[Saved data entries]
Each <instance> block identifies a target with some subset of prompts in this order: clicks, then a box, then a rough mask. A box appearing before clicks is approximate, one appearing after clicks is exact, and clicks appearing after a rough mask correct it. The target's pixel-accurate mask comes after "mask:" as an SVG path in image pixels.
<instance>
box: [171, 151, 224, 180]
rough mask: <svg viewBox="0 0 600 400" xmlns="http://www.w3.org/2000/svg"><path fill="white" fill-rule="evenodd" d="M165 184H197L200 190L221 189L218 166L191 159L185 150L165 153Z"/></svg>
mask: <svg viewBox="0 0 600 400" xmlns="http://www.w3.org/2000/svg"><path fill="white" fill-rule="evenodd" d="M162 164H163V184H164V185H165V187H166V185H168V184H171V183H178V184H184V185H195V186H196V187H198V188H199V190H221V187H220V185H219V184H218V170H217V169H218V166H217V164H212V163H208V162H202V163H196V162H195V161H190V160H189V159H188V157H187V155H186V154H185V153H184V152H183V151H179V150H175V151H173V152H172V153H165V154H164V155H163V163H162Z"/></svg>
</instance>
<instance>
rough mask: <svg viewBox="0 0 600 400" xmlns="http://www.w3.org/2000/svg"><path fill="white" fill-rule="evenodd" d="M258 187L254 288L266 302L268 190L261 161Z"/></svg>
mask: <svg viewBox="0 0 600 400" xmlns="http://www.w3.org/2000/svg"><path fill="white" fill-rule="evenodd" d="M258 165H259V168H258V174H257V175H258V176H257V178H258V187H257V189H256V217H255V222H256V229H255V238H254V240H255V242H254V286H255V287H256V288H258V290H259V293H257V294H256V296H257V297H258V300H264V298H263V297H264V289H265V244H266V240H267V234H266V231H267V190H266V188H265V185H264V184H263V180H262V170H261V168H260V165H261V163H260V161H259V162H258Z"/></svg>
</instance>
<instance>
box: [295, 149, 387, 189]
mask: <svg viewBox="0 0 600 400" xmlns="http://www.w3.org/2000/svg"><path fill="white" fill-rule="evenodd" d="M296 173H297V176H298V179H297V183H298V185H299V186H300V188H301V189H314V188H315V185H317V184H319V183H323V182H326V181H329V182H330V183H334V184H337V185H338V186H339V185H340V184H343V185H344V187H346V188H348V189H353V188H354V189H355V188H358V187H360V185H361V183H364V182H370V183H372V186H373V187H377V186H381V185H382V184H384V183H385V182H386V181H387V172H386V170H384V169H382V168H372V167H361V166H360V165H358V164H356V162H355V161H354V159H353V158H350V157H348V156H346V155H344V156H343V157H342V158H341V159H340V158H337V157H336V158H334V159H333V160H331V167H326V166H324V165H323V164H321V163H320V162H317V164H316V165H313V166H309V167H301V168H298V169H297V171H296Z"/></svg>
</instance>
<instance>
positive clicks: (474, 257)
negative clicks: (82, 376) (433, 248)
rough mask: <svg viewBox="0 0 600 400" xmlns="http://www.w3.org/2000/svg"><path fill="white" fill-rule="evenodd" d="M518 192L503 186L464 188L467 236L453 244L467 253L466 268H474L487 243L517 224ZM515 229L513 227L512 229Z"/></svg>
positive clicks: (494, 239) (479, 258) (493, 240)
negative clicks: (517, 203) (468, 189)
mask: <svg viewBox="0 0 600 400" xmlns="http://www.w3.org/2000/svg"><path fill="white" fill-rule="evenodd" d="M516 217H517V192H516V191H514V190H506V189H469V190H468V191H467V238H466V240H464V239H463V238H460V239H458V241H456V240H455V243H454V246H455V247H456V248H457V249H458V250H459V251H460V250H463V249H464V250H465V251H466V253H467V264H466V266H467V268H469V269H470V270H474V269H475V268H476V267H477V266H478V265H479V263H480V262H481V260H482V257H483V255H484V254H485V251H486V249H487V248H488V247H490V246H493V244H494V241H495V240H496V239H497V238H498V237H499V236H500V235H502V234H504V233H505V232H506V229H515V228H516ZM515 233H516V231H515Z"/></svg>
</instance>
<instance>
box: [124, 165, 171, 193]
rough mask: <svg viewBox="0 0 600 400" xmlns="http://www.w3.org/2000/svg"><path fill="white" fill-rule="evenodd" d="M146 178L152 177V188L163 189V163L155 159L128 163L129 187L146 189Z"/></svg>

▸ **Work instruction**
Give every line of the rows above as a Markdown table with the columns "No." and "Line", numbering the lines in order and leaving out any blank ones.

▸ **Written reply**
| No. | Line |
|---|---|
| 1 | Each <instance> block identifies a target with some subset of prompts in this order: clicks, then a box, then a rough mask. A box appearing before clicks is approximate, one appearing after clicks is exact, and clicks appearing after a rough mask correct it. The target's pixel-accurate mask comes after "mask:" as an SVG path in image pixels. |
| 2 | <instance> |
| 3 | box: [171, 151, 224, 180] |
| 4 | rough mask: <svg viewBox="0 0 600 400" xmlns="http://www.w3.org/2000/svg"><path fill="white" fill-rule="evenodd" d="M165 184H197L200 190L221 189L218 166L191 159L185 150L165 153Z"/></svg> |
| 5 | mask: <svg viewBox="0 0 600 400" xmlns="http://www.w3.org/2000/svg"><path fill="white" fill-rule="evenodd" d="M162 164H163V184H164V185H165V187H166V185H168V184H171V183H178V184H184V185H195V186H196V187H198V188H199V190H221V187H220V185H219V184H218V170H217V169H218V166H217V164H212V163H208V162H202V163H196V162H195V161H190V160H189V159H188V157H187V155H186V154H185V153H184V152H183V151H179V150H175V151H173V152H172V153H165V154H164V155H163V163H162Z"/></svg> |
| 6 | </instance> |
| 7 | <instance> |
| 8 | rough mask: <svg viewBox="0 0 600 400" xmlns="http://www.w3.org/2000/svg"><path fill="white" fill-rule="evenodd" d="M258 187L254 288L266 302L268 190L261 161Z"/></svg> |
| 9 | mask: <svg viewBox="0 0 600 400" xmlns="http://www.w3.org/2000/svg"><path fill="white" fill-rule="evenodd" d="M258 165H259V168H258V174H257V175H258V176H257V178H258V187H257V189H256V217H255V222H256V229H255V238H254V240H255V242H254V286H255V287H256V288H258V290H259V293H257V294H256V296H257V297H258V300H264V298H263V297H264V289H265V244H266V240H267V234H266V231H267V190H266V188H265V185H264V184H263V180H262V170H261V168H260V165H261V163H260V161H259V162H258Z"/></svg> |
| 10 | </instance> |
| 11 | <instance> |
| 12 | box: [295, 149, 387, 189] |
| 13 | mask: <svg viewBox="0 0 600 400" xmlns="http://www.w3.org/2000/svg"><path fill="white" fill-rule="evenodd" d="M296 173H297V176H298V179H297V183H298V185H299V186H300V188H301V189H314V188H315V185H317V184H319V183H323V182H326V181H329V182H330V183H334V184H337V185H338V186H339V185H340V184H343V185H344V187H346V188H348V189H353V188H354V189H355V188H358V187H360V185H361V183H364V182H370V183H372V186H373V187H377V186H381V185H382V184H384V183H385V182H386V181H387V172H386V170H384V169H382V168H372V167H361V166H360V165H358V164H356V162H355V161H354V159H353V158H350V157H348V156H346V155H344V156H343V157H342V158H341V159H340V158H337V157H336V158H334V159H333V160H331V167H326V166H324V165H323V164H321V163H320V162H317V164H316V165H313V166H309V167H301V168H298V169H297V171H296Z"/></svg> |
| 14 | </instance> |
| 15 | <instance> |
| 16 | positive clicks: (474, 257) |
| 17 | negative clicks: (82, 376) (433, 248) |
| 18 | rough mask: <svg viewBox="0 0 600 400" xmlns="http://www.w3.org/2000/svg"><path fill="white" fill-rule="evenodd" d="M518 192L503 186L464 188L467 236L453 244L467 253L466 268H474L487 243L517 224ZM515 229L513 227L512 229Z"/></svg> |
| 19 | positive clicks: (494, 239) (479, 258) (493, 240) |
| 20 | negative clicks: (517, 203) (468, 189) |
| 21 | mask: <svg viewBox="0 0 600 400" xmlns="http://www.w3.org/2000/svg"><path fill="white" fill-rule="evenodd" d="M516 217H517V192H516V191H514V190H506V189H469V190H468V191H467V238H466V240H464V239H463V238H460V239H458V241H456V240H455V243H454V246H455V247H456V248H457V249H458V250H459V251H460V250H463V249H464V250H465V251H466V253H467V264H466V266H467V268H469V269H470V270H474V269H475V268H476V267H477V266H478V265H479V263H480V262H481V260H482V257H483V255H484V254H485V251H486V249H487V248H488V247H490V246H493V244H494V241H495V240H496V239H497V238H498V237H499V236H500V235H502V234H504V233H505V232H506V229H515V228H516ZM515 233H516V231H515Z"/></svg> |
| 22 | </instance> |
| 23 | <instance> |
| 24 | box: [124, 165, 171, 193] |
| 25 | rough mask: <svg viewBox="0 0 600 400" xmlns="http://www.w3.org/2000/svg"><path fill="white" fill-rule="evenodd" d="M146 178L152 177V188L163 189V163L155 159L128 163L129 187L146 189Z"/></svg> |